:: 已知数据
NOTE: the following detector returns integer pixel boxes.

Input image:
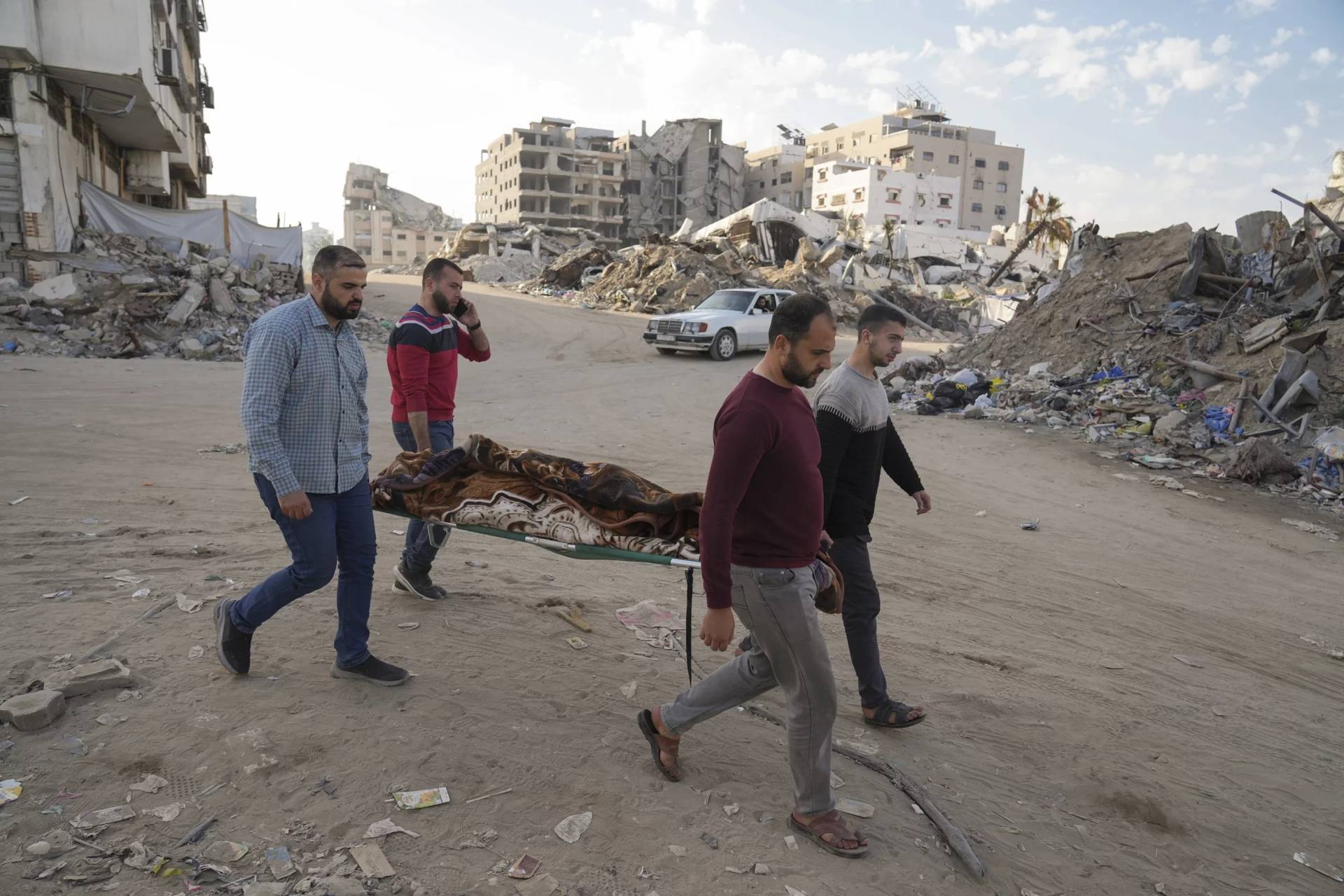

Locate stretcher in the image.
[374,506,700,684]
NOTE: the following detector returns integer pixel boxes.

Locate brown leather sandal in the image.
[640,709,681,780]
[789,808,868,858]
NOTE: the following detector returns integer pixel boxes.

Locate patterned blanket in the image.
[372,435,704,559]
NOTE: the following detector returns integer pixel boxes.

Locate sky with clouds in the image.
[202,0,1344,237]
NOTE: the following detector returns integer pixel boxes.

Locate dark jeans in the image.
[831,535,887,709]
[393,421,453,573]
[228,473,378,668]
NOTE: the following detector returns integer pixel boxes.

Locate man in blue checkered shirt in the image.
[215,246,410,687]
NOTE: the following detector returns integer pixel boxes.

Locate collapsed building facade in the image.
[342,162,462,266]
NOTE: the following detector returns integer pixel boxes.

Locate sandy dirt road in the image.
[0,278,1344,896]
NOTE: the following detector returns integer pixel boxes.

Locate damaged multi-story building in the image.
[0,0,215,279]
[342,162,462,265]
[615,118,746,241]
[476,118,626,246]
[805,90,1026,231]
[476,118,746,246]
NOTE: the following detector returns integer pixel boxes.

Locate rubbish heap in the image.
[913,150,1344,513]
[0,230,387,361]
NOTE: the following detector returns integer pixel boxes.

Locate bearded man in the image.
[215,246,410,687]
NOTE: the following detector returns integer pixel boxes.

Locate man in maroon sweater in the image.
[387,258,491,601]
[638,295,868,857]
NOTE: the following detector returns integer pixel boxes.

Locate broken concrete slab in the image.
[0,689,66,731]
[167,284,206,323]
[46,659,133,697]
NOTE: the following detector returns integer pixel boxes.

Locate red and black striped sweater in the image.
[387,305,491,423]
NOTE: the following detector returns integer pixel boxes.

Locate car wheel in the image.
[710,329,738,361]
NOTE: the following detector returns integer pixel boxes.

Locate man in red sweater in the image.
[638,295,868,857]
[387,258,491,601]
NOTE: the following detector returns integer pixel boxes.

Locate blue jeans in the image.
[228,473,378,668]
[393,421,453,573]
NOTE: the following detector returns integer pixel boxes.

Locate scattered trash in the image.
[130,775,168,794]
[364,818,419,839]
[508,853,540,880]
[555,811,593,844]
[70,806,136,830]
[836,797,878,818]
[200,839,251,862]
[349,844,396,880]
[393,785,453,808]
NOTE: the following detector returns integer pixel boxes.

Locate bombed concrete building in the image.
[615,118,748,243]
[342,162,462,266]
[476,118,626,246]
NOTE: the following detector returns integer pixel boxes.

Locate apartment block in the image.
[805,98,1026,230]
[476,118,628,246]
[342,162,462,266]
[812,160,961,232]
[0,0,215,279]
[746,142,808,211]
[615,118,746,241]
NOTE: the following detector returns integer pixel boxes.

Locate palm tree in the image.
[985,188,1074,286]
[882,218,897,279]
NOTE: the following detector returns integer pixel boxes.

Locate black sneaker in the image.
[215,599,251,676]
[332,657,412,688]
[393,560,447,601]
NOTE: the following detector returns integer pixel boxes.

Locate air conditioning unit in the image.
[156,47,177,85]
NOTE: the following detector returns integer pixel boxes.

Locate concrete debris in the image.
[0,230,390,361]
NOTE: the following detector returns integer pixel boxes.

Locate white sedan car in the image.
[644,289,793,361]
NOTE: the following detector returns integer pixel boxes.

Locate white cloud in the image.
[1235,0,1278,16]
[691,0,719,25]
[1270,27,1306,47]
[1255,52,1293,71]
[840,50,910,85]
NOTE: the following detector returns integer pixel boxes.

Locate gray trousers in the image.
[662,566,836,816]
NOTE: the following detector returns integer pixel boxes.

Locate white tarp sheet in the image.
[79,180,304,266]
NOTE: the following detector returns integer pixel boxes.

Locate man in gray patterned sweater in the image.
[815,305,932,728]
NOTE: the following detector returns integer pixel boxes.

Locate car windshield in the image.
[695,289,755,314]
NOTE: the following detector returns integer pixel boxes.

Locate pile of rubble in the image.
[0,230,387,360]
[886,152,1344,512]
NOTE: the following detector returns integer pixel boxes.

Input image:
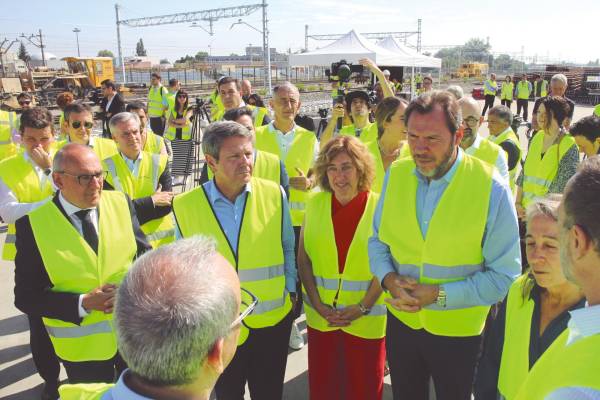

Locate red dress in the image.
[307,192,385,400]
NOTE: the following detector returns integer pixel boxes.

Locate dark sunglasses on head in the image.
[71,121,94,129]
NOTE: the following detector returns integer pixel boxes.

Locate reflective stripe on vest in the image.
[379,154,494,336]
[256,125,317,226]
[521,131,576,208]
[29,191,137,362]
[303,192,386,339]
[173,178,291,344]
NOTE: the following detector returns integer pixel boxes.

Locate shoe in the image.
[289,321,304,350]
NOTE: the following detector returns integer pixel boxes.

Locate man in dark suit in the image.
[15,144,150,383]
[100,79,125,139]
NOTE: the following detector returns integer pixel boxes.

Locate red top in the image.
[331,192,369,274]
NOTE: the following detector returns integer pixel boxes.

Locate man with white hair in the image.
[60,236,244,400]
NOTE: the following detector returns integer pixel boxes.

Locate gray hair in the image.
[446,85,465,100]
[202,121,254,160]
[550,74,569,87]
[488,106,513,126]
[114,236,238,386]
[108,111,141,135]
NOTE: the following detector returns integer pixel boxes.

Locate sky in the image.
[0,0,600,63]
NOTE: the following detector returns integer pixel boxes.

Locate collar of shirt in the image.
[414,147,463,183]
[567,304,600,345]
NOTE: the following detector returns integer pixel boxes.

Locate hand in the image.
[29,146,52,169]
[290,167,312,192]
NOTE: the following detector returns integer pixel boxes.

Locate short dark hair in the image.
[19,107,54,133]
[404,90,462,135]
[64,102,94,121]
[563,156,600,254]
[223,107,252,122]
[570,115,600,143]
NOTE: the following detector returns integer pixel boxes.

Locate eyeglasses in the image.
[229,288,258,329]
[55,171,108,187]
[71,121,94,129]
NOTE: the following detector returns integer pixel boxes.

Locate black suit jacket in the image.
[15,194,151,324]
[100,93,125,135]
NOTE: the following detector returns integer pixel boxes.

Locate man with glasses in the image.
[58,103,117,160]
[458,97,509,183]
[173,121,297,400]
[0,107,60,399]
[15,144,150,383]
[60,236,248,400]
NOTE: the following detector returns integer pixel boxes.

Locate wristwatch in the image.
[435,285,446,308]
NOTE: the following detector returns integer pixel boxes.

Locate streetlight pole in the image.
[73,28,81,57]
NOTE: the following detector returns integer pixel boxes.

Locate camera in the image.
[325,60,365,83]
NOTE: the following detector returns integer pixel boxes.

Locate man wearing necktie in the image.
[15,144,150,383]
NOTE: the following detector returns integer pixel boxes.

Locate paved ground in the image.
[0,104,592,400]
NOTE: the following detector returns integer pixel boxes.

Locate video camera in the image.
[325,60,365,83]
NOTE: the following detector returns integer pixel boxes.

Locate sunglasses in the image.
[71,121,94,129]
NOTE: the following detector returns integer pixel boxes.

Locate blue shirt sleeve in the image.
[369,172,395,287]
[281,188,298,293]
[440,178,521,309]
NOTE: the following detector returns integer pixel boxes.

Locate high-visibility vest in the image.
[173,178,292,344]
[379,154,494,336]
[521,130,577,208]
[143,132,166,154]
[148,85,168,118]
[500,82,515,101]
[0,153,54,261]
[483,79,498,96]
[302,192,387,339]
[58,383,115,400]
[29,191,137,362]
[488,126,523,195]
[517,80,531,100]
[102,152,175,248]
[256,125,317,226]
[515,328,600,400]
[165,108,192,141]
[0,110,17,161]
[498,275,535,400]
[206,150,281,185]
[339,122,378,143]
[56,137,119,160]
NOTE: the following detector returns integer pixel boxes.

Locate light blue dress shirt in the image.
[369,149,521,309]
[175,179,297,293]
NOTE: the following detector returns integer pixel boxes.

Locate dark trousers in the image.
[386,312,481,400]
[517,99,529,121]
[27,315,60,386]
[481,94,496,115]
[150,117,165,136]
[215,312,292,400]
[63,353,127,384]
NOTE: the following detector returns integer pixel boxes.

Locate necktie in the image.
[75,210,98,254]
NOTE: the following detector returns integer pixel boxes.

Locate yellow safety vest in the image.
[498,275,535,400]
[303,192,387,339]
[206,150,281,185]
[29,191,137,362]
[173,178,292,344]
[379,154,494,336]
[0,154,54,261]
[0,110,17,161]
[500,82,515,101]
[165,108,192,141]
[256,125,317,226]
[102,152,175,248]
[515,328,600,400]
[521,131,577,208]
[488,126,523,195]
[148,85,168,118]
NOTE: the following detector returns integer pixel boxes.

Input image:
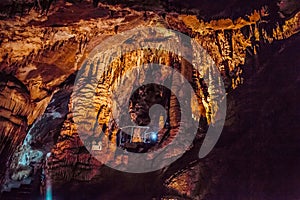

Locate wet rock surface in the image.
[0,1,300,199]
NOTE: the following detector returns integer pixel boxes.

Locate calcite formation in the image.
[0,0,300,199]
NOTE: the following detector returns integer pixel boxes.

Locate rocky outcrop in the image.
[0,1,300,199]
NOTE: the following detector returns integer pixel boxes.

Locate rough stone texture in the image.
[0,0,300,199]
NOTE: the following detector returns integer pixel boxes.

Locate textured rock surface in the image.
[0,0,300,199]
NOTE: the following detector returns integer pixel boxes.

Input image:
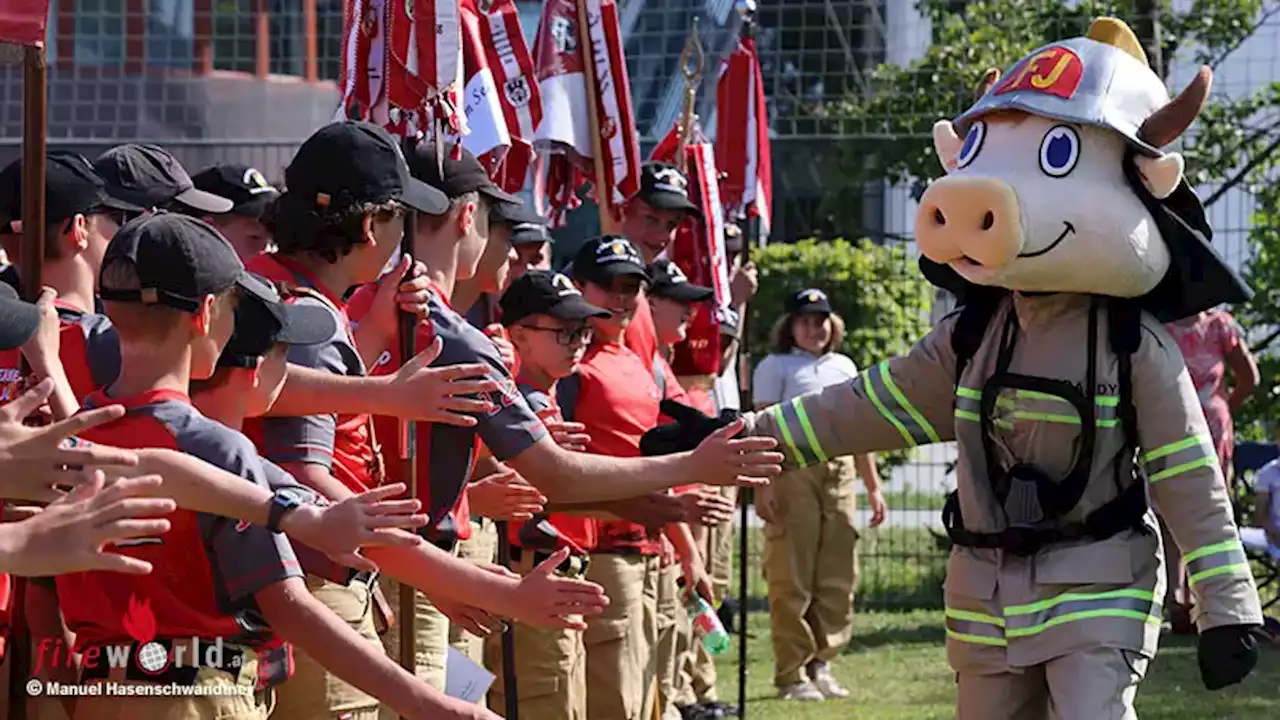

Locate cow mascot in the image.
[650,18,1262,720]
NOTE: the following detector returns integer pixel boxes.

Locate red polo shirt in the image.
[244,252,381,493]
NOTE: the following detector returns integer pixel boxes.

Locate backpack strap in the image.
[951,291,1007,387]
[1107,299,1142,451]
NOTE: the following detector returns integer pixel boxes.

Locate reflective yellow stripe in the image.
[1147,456,1217,483]
[863,373,915,447]
[1005,606,1160,638]
[791,396,827,462]
[1183,539,1240,562]
[1142,436,1208,462]
[769,405,804,468]
[1005,588,1156,618]
[879,360,942,442]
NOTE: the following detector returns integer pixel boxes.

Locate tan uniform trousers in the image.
[654,562,689,720]
[956,647,1148,720]
[72,638,272,720]
[764,457,858,688]
[271,575,381,720]
[582,552,658,720]
[449,518,498,666]
[676,487,737,705]
[484,552,588,720]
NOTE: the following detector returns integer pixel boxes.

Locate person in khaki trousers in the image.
[751,290,884,701]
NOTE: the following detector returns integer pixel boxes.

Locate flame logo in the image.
[122,593,156,644]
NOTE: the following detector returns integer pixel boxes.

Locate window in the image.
[74,0,125,67]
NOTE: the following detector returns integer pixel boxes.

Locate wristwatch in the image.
[266,487,311,533]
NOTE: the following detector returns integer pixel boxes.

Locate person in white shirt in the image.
[1240,430,1280,562]
[751,290,886,701]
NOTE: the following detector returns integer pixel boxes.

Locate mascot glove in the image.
[1197,625,1262,691]
[640,400,739,456]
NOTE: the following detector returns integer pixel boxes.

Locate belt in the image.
[511,546,590,577]
[81,638,256,685]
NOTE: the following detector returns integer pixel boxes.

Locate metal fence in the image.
[0,0,1280,607]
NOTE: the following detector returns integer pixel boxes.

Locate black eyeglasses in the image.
[520,325,595,345]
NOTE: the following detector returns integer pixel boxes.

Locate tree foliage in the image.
[815,0,1280,438]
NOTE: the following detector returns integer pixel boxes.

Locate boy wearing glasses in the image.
[485,270,609,720]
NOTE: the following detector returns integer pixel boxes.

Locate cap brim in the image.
[649,283,716,302]
[547,295,613,320]
[480,182,525,205]
[641,191,703,219]
[398,177,449,215]
[0,283,40,350]
[275,297,338,345]
[174,187,236,215]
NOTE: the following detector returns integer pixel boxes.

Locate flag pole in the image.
[576,0,618,234]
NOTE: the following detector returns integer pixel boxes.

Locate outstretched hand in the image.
[0,379,138,502]
[0,470,178,577]
[280,483,428,573]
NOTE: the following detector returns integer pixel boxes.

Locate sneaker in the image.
[778,683,827,702]
[809,665,849,697]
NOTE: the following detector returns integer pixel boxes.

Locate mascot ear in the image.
[1133,152,1183,200]
[933,120,964,173]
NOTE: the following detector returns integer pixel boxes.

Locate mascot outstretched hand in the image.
[645,18,1262,720]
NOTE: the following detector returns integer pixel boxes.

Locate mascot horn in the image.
[645,18,1262,720]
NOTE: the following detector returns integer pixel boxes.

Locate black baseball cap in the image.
[783,287,831,314]
[636,163,703,218]
[511,223,556,245]
[404,138,524,203]
[572,234,649,287]
[218,273,338,368]
[93,142,236,214]
[0,150,143,233]
[489,196,547,227]
[0,283,40,350]
[99,211,279,313]
[649,258,716,302]
[284,120,449,215]
[498,270,612,327]
[191,163,280,218]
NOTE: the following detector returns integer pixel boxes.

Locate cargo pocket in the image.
[1036,538,1134,587]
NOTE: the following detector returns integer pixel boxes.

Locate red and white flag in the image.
[461,0,543,192]
[534,0,640,225]
[716,37,773,237]
[652,122,731,375]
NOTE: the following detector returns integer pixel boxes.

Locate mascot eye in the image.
[956,120,987,169]
[1041,126,1080,178]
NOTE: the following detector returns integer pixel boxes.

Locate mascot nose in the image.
[915,177,1023,268]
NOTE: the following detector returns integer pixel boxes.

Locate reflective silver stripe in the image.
[955,387,1120,429]
[1005,588,1161,638]
[1142,434,1217,483]
[773,396,824,468]
[946,607,1009,647]
[863,361,940,447]
[1183,539,1253,583]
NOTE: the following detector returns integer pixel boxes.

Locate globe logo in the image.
[137,642,169,673]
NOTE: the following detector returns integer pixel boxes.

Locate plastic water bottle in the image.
[685,594,728,655]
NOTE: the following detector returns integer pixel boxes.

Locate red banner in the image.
[0,0,49,47]
[716,37,773,236]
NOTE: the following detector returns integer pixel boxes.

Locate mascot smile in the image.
[650,18,1262,720]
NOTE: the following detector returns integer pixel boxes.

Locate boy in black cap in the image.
[191,163,280,263]
[511,219,556,281]
[485,270,609,720]
[251,122,603,720]
[66,213,494,719]
[93,142,234,217]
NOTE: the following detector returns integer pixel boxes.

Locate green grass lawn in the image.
[719,611,1280,720]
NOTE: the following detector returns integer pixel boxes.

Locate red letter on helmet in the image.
[996,46,1084,100]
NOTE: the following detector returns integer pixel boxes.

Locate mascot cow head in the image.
[915,18,1251,320]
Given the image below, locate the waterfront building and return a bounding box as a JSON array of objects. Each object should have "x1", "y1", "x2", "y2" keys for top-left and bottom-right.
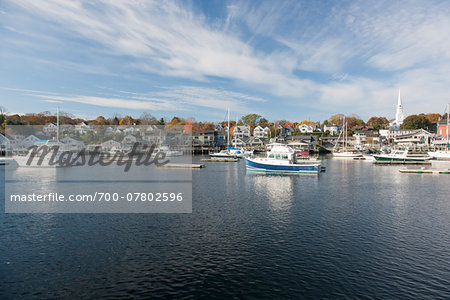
::::
◆ 任务说明
请从上面各行里挑出所有含有“surface”这个词的行，逐行抄下来。大小写不同的不算。

◆ 参考答案
Locate wet rock surface in the image.
Locate textured rock surface in the image.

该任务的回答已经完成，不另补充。